--- Document passage ---
Only 16 all-electric vehicle versions now qualify for a U.S. purchase tax credit, down from 24 model versions at the beginning of the year.

The Internal Revenue Service has issued an update on what electric vehicles qualify for what tax credits, as it promised it would on April 17.

Investors knew it was coming, but they didn’t know exactly which car makers would win out, or which vehicles would remain eligible. Prospective EV buyers can search for an EV model here.

The EVs that lost the credit are: the R1S and R1T from
Rivian Automotive
(ticker: RIVN); the Genesis GV70 from
Hyundai Motor
(005380. Korea); two versions of the
Nissan
(7201. Japan) Leaf; and six versions of the ID. 4 from
Volkswagen
(VOW3. Germany). One
Tesla
(TSLA) car lost its credit: The long-range version of the Model 3 isn’t listed anymore.

EVs that had credits cut to $3,750 from $7,500 include the E-Transit van from
Ford Motor
(F), two versions of the Mustang Mach E, and the rear-wheel-drive version of the Model 3 from
Tesla.

EV that qualify for the full $7,500 credit include all of the
General Motors
‘ (GM) models that originally qualified, including the Cadillac Lyriq, Chevy Bolt, Chevy Silverado, Chevy Blazer, and Chevy Equinox. Like Tesla, GM is in the enviable position of having its own battery-manufacturing capacity up and running.

Cars must be assembled in North America to qualify, but the amount of money available for buyers depends on where batteries come from and where battery materials are obtained.

Currently, 40% of an EV battery’s “critical minerals” must be from U.S. or a country with a U.S. free-trade agreement, including Japan. That goes up 10% a year and stays at 80% after 2027. At least 50% of the battery components of the vehicle must come from the U.S. or countries with a free-trade agreement with the US. That requirement also goes up by 10% a year and batteries need to be 100% from the U.S. after 2028 to keep that half of the EV tax credit.

Batteries and battery materials coming from an “entity of concern” will lose the credit starting in 2025. Currently, that would include materials from China.

Ford’s F-150 Lightning truck still qualifies for the full amount as long as the manufacturer’s suggested retail price is under $80,000. (That’s the price cap for all trucks and SUVs.)

--- Task requirements ---
a. According to the EV tax credit article, what is the manufacturer's suggested retail price cap for trucks and SUVs?
b. Proceed with the EV tax credit article, writing on from its final sentence.
The records have no connection to the EV tax credit article.

--- Extracted data ---
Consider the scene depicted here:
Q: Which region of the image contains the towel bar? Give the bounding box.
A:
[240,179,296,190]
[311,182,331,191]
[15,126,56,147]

...

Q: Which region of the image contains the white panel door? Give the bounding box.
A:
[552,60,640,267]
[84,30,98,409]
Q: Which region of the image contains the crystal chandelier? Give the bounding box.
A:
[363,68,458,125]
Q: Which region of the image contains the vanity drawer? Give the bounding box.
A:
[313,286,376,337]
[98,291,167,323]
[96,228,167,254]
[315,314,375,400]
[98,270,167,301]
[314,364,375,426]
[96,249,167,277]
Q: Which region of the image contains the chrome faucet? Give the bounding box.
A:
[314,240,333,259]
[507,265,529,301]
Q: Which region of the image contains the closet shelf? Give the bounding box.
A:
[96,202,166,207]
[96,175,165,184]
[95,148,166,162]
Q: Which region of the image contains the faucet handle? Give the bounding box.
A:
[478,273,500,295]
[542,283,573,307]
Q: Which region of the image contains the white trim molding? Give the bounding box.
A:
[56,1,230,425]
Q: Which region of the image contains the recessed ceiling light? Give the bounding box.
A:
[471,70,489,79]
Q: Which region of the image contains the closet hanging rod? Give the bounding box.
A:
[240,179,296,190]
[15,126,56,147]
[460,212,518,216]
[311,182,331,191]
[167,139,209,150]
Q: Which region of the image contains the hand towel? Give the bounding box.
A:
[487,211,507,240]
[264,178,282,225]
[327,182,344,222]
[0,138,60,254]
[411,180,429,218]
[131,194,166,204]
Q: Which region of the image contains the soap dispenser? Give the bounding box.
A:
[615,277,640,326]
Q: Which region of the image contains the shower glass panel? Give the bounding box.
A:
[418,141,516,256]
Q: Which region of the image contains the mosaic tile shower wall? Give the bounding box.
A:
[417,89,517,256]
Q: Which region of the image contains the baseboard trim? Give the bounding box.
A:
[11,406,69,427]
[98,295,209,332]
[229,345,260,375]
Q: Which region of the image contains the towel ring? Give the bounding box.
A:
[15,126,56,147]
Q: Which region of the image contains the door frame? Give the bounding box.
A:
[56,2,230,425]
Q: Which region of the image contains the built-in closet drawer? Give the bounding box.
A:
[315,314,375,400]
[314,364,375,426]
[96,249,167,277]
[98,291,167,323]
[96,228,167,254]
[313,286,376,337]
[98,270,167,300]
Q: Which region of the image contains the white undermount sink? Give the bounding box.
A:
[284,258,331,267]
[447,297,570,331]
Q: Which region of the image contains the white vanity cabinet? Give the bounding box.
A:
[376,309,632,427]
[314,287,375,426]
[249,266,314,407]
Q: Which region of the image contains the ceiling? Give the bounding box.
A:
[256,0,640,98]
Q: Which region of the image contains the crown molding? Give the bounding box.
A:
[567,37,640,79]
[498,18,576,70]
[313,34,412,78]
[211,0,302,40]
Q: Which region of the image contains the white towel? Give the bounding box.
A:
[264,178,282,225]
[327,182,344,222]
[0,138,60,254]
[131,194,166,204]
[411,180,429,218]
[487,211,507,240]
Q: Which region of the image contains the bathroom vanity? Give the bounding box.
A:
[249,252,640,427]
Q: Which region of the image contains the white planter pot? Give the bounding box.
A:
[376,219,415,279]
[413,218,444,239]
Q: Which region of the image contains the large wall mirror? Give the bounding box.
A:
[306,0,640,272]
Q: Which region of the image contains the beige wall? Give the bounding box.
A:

--- Answers provided ---
a. $80,000

b.
Tesla has four versions that qualify for the full credit: the Model 3 performance version and three versions of the Model Y.

That’s the list of all the EVs that qualify for a credit. EVs such as the Hyundai Ioniq 5, the Polestar 2 and the Kia 6 didn’t qualify to start because they aren’t assembled in North America.

The credits cover plug-in hybrid models too. Ten vehicle versions qualified for some EV tax credit before the update. Now four qualify.

As the rules develop, the new EV tax credits actually cover fewer EVs than the credits that were in place in 2022. That seems counterintuitive. The Biden administration wants to increase EV sales. But Tesla didn’t qualify for the old credits. That means more of the EV market qualifies for a credit than did in 2022. Tesla accounted for roughly 65% of U.S. EV sales in 2022.

There is a lease loophole that still exists. EVs, even EVs not assembled in North America, that are leased can still qualify for $7,500 off, but that shows up in the form of lower monthly payments. It’s something car buyers should discuss with a dealer if they are buying an EV.

The EV stock that could have been hit hardest was Rivian, though the shares didn’t really react to the news Monday. The stock closed up 2.6% and was unchanged in after-hours trading. The
S&P 500
and
Nasdaq Composite
both rose 0.3%.

Rivian shares are down 1.4% in midday trading Tuesday, leaving the stock up about 16 cents, or a little more than 1%, for the week. Rivian didn’t respond to a request for comment about the credits.